PROVIDED INFORMATION:
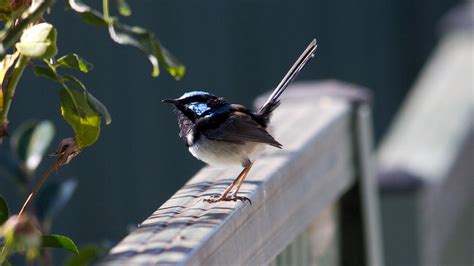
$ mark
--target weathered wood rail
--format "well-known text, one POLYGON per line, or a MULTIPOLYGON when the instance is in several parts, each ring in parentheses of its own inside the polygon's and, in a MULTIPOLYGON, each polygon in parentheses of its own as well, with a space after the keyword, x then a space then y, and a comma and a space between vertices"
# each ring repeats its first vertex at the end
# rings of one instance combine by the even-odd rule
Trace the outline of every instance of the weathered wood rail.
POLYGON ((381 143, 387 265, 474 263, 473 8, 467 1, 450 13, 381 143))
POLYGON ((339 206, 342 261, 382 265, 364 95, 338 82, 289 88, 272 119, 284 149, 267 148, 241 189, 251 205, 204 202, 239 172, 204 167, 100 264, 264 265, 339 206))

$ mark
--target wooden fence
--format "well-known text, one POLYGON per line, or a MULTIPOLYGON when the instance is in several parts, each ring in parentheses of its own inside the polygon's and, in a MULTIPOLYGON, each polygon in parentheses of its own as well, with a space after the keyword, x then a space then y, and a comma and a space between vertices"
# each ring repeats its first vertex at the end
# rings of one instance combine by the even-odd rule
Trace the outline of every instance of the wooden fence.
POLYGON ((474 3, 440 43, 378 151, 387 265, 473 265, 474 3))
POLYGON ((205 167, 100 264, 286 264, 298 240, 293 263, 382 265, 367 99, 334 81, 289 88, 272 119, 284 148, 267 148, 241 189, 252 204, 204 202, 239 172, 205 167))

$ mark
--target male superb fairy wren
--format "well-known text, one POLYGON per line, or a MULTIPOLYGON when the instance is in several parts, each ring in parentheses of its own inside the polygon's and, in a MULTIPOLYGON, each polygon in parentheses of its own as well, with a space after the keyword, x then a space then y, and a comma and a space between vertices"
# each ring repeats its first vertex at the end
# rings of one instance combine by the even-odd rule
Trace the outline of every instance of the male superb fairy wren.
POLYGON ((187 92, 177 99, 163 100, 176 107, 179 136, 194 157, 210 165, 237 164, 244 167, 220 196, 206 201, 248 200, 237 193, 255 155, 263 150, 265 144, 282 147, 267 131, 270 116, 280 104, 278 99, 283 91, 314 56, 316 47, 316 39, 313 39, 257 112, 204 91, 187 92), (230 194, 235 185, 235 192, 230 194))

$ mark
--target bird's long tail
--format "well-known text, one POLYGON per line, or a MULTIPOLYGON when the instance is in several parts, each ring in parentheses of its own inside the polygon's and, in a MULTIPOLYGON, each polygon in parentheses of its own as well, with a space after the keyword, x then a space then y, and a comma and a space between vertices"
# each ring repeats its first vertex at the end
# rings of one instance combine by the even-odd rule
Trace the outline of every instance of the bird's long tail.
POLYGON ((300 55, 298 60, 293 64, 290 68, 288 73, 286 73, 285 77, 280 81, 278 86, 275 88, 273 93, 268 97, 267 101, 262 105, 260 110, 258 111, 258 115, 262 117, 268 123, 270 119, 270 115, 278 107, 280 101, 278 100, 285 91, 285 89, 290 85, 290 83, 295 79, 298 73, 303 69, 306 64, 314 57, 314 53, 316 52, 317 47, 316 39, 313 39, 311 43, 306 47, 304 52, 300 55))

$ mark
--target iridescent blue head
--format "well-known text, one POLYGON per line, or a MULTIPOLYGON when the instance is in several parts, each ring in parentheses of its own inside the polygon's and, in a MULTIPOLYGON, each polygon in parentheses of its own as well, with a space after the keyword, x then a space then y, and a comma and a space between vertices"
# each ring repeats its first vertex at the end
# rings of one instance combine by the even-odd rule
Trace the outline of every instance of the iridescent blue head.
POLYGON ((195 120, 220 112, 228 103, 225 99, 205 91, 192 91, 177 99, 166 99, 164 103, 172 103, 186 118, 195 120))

--

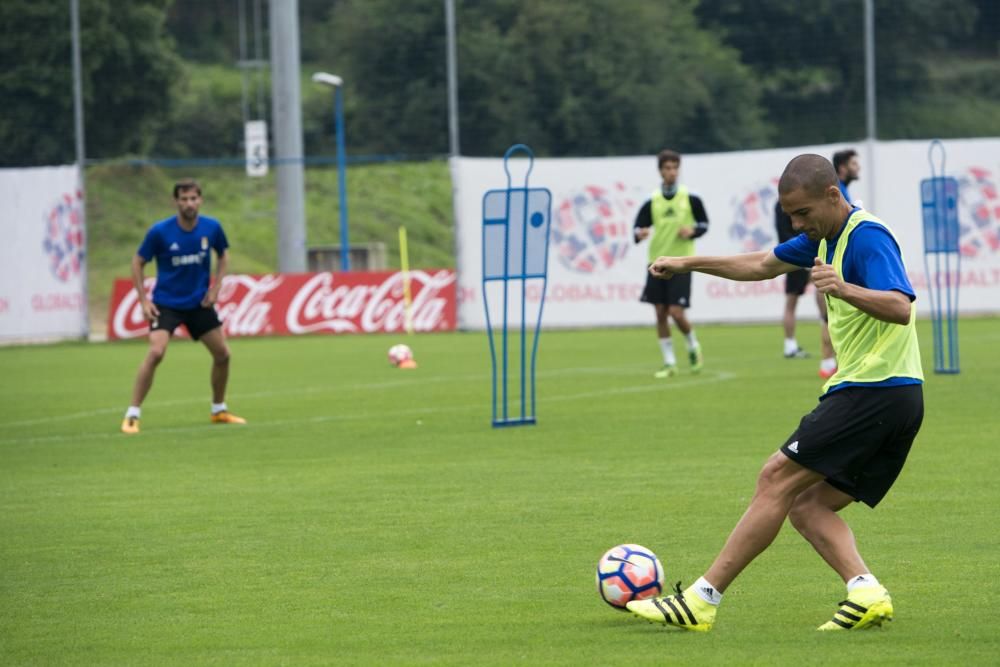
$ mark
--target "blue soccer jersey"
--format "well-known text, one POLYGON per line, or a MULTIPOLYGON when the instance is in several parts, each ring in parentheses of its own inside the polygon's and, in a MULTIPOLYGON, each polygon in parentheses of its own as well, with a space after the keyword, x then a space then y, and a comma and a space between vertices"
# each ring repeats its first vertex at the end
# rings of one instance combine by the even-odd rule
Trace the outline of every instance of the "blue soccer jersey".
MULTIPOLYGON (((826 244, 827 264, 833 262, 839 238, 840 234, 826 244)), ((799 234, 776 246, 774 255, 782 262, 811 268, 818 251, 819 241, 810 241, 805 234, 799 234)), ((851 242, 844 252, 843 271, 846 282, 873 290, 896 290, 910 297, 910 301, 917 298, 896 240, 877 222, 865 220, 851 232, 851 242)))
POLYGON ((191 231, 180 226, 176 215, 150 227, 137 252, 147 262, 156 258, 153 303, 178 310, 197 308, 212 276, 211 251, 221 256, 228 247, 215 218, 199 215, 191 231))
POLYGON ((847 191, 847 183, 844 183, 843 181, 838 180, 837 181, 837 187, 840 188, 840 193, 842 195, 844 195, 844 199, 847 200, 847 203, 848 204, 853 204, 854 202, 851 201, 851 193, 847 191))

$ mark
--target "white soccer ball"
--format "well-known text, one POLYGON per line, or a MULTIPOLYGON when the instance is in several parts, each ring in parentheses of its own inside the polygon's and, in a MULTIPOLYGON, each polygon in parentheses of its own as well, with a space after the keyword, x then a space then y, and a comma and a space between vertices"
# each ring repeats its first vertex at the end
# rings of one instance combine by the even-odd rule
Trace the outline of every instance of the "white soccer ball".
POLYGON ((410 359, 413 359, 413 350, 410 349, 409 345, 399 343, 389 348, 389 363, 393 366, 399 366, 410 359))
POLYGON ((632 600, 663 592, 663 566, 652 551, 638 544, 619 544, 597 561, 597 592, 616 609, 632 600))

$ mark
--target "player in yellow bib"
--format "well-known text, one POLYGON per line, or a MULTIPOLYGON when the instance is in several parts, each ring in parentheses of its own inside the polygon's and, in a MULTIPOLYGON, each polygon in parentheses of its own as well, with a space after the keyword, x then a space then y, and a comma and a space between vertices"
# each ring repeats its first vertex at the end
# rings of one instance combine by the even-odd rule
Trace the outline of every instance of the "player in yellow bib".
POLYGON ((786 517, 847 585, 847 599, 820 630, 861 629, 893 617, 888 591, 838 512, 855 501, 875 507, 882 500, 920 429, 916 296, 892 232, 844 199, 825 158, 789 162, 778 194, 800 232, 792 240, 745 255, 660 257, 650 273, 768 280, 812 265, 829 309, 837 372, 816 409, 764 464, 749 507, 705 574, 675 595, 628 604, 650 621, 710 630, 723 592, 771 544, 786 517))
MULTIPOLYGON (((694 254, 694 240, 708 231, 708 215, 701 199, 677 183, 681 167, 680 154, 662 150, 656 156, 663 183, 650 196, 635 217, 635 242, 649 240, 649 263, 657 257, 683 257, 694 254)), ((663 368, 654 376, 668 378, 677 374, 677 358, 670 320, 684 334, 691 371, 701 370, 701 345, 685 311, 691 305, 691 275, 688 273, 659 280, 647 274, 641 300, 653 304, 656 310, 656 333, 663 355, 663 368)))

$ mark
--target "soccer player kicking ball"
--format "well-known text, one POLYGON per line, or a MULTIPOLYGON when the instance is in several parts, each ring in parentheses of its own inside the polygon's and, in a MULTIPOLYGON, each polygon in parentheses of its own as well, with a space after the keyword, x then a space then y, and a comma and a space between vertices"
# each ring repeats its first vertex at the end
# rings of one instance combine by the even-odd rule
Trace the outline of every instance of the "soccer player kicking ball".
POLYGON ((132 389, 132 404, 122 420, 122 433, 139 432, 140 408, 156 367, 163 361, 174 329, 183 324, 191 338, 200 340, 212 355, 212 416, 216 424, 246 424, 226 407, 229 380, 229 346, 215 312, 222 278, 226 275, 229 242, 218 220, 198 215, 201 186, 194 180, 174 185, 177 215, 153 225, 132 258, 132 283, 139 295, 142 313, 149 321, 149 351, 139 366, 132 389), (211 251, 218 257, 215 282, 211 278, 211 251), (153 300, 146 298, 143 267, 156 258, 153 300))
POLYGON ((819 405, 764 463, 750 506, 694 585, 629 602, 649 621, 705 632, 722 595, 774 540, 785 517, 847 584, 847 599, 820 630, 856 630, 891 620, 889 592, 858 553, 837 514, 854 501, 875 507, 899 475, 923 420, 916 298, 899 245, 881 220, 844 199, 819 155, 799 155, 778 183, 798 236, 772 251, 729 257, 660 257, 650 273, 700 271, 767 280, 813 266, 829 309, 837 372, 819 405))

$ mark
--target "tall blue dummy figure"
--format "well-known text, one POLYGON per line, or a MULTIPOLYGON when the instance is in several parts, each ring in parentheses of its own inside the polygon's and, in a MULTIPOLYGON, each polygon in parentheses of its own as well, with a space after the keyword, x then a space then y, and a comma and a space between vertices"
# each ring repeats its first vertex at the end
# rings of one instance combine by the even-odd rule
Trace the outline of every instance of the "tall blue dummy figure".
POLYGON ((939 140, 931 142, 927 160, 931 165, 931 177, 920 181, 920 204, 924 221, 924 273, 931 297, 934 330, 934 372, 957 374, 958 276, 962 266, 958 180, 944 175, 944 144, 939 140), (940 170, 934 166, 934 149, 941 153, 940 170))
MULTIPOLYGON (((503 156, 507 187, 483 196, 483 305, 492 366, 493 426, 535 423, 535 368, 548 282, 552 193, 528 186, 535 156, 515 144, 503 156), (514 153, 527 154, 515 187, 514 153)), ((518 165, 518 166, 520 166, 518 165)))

WORK TASK:
Filter the material for the word "target" and copy each matching line.

YOUR RESPONSE:
--target weathered wood rail
--target wooden fence
--target male superb fairy wren
--target bird's long tail
--target iridescent blue head
--target "blue soccer jersey"
--target "white soccer ball"
--target "player in yellow bib"
--target "soccer player kicking ball"
--target "tall blue dummy figure"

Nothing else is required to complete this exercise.